## EXERCISE DETAILS
Quote the passage below on Russia's stake in Syria word for word, starting with "This brutal campaign" and going on through "the Middle East.".

## start EXCERPTED PASSAGE

Now, Moscow has been put on notice. There are limits to Western tolerance of Assad’s war against his own people, in which more than 400,000 have died and half the country’s population of 22 million displaced.

This brutal campaign has involved the widespread use of barrel bombs and other such cluster devices that inflict carnage on those in the vicinity. These devices have been used mercilessly, and have drawn the condemnation of governments and human rights organisations under various Geneva conventions.

Putin may be willing to put pressure on Assad to forego the use of chemical weapons again, but it is hardly likely he would abandon him, or his regime.

Russia has too much invested in Syria, including an agreement on Mediterranean berthing rights for its navy, use of airstrips and other such facilities, and perhaps most important the message Russian involvement delivers to the rest of the Middle East.

Russia is back four decades after it was bundled out of Egypt by President Anwar Sadat, and is not about to withdraw.

What vastly complicates Western policy in Syria is how to sanction Assad on one hand and deal with Islamic State on the other, without the country unravelling completely, thus enabling a jihadist takeover.

## end EXCERPTED PASSAGE
## start GIVEN INFORMATION

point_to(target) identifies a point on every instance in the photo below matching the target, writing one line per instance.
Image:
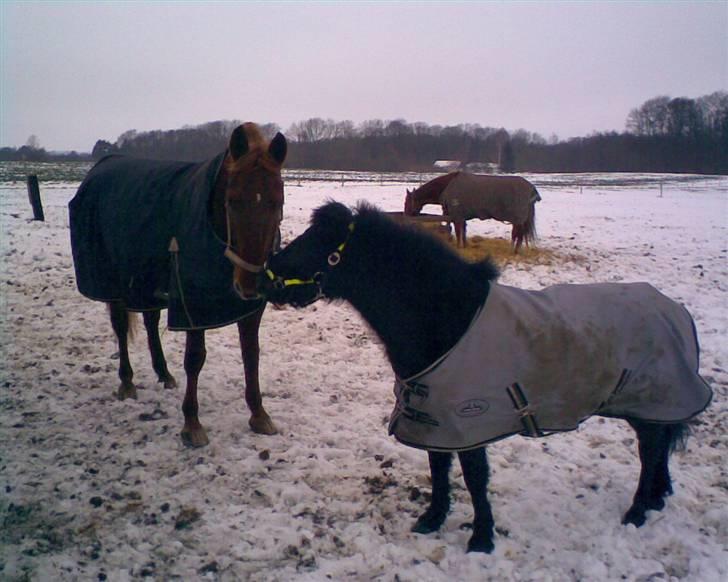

## end GIVEN INFORMATION

## PROBLEM SOLUTION
This brutal campaign has involved the widespread use of barrel bombs and other such cluster devices that inflict carnage on those in the vicinity. These devices have been used mercilessly, and have drawn the condemnation of governments and human rights organisations under various Geneva conventions.

Putin may be willing to put pressure on Assad to forego the use of chemical weapons again, but it is hardly likely he would abandon him, or his regime.

Russia has too much invested in Syria, including an agreement on Mediterranean berthing rights for its navy, use of airstrips and other such facilities, and perhaps most important the message Russian involvement delivers to the rest of the Middle East.